Start of EXTRACT TO READ
3.3 Efficient execution of sensitivity analysis
We experimentally evaluated scalability of our framework as the configuration of hierarchical storage is varied. The experiments included storage configurations with 1 level (1L: file system—FS) and 2 levels (2L: RAM + FS) with FCFS and LRU replacement policies. We also analyzed performance of the data locality-aware coarse-grained scheduling (DLAS) as compared to using the FCFS strategy. A dataset containing 6113 4K × 4K image tiles was used with the watershed based workflow in these analyses because of space constrains. The benefits of the performance optimizations for the level set workflow are similar.
End of EXTRACT TO READ
THE PROBLEM:
Can you copy everything in the sensitivity analysis passage from "3.3 Efficient execution" down to "workflow are similar.", renaming "scalability" to "throughput"? These records have no connection to the passage.
Start of DATA SECTION
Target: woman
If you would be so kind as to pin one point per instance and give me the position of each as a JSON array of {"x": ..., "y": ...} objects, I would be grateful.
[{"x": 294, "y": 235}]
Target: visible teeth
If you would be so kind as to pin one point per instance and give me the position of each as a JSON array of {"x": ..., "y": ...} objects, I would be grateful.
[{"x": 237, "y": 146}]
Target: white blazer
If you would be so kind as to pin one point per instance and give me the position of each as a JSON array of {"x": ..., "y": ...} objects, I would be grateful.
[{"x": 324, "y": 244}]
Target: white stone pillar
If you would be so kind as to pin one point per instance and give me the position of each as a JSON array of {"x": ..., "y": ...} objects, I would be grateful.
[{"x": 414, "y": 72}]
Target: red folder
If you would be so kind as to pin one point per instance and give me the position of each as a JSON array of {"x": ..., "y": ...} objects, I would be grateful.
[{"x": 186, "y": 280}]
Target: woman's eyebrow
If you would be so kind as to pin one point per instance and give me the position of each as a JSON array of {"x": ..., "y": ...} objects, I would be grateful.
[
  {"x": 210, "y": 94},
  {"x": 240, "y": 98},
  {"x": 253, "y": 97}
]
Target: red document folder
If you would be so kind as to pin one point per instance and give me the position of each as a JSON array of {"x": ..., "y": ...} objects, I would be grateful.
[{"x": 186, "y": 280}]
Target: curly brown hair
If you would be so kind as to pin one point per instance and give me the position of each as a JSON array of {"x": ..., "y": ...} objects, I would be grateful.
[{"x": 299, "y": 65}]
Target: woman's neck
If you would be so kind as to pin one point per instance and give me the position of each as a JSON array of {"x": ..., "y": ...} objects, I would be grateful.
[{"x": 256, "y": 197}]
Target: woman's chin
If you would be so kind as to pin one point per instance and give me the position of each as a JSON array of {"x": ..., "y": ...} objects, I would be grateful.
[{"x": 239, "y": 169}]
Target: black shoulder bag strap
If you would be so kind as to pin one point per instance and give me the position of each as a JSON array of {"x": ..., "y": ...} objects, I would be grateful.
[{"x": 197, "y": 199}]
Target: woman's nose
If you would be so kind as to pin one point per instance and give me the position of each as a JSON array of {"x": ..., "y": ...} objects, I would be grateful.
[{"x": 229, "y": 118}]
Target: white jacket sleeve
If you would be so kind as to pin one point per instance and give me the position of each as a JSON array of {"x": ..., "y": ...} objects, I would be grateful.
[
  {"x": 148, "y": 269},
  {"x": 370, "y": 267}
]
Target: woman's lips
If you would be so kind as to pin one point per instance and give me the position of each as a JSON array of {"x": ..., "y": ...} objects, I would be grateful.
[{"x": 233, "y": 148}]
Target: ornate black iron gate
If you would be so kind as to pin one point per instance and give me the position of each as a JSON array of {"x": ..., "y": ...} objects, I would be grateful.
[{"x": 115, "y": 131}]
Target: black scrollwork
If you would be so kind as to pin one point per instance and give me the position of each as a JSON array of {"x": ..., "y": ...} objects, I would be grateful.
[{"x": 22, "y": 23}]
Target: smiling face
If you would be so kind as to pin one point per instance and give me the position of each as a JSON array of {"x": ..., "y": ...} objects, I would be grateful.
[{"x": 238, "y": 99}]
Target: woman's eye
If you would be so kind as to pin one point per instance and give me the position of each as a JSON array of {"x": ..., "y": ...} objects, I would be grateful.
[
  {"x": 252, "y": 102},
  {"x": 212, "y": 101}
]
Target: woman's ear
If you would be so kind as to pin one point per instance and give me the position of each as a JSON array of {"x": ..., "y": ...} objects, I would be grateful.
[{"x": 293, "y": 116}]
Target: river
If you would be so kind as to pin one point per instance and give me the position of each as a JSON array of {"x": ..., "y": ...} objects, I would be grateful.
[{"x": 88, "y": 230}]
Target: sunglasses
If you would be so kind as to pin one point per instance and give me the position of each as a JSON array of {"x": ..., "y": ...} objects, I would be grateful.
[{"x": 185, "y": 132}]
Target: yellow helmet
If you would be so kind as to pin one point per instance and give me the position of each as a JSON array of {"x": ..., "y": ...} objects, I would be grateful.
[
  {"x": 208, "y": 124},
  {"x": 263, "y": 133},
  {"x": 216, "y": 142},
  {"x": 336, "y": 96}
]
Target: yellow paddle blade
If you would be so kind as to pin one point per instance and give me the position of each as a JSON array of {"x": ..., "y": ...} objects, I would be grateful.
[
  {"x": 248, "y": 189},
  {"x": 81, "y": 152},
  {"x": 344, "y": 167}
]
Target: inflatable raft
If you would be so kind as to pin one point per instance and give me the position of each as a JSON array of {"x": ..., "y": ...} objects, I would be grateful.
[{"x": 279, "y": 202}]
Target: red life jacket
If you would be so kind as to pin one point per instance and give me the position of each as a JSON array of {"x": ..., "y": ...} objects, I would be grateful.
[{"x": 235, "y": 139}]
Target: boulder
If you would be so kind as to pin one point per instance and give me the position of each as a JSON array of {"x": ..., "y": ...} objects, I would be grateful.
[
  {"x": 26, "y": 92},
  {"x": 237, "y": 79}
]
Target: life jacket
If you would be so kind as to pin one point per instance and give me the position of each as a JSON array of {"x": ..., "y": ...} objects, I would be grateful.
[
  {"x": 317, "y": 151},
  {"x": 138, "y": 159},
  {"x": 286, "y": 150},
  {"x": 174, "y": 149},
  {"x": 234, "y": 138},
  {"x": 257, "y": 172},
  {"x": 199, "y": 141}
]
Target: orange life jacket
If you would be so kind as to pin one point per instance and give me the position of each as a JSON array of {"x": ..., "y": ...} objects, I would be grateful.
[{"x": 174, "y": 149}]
End of DATA SECTION
THE ANSWER:
3.3 Efficient execution of sensitivity analysis
We experimentally evaluated throughput of our framework as the configuration of hierarchical storage is varied. The experiments included storage configurations with 1 level (1L: file system—FS) and 2 levels (2L: RAM + FS) with FCFS and LRU replacement policies. We also analyzed performance of the data locality-aware coarse-grained scheduling (DLAS) as compared to using the FCFS strategy. A dataset containing 6113 4K × 4K image tiles was used with the watershed based workflow in these analyses because of space constrains. The benefits of the performance optimizations for the level set workflow are similar.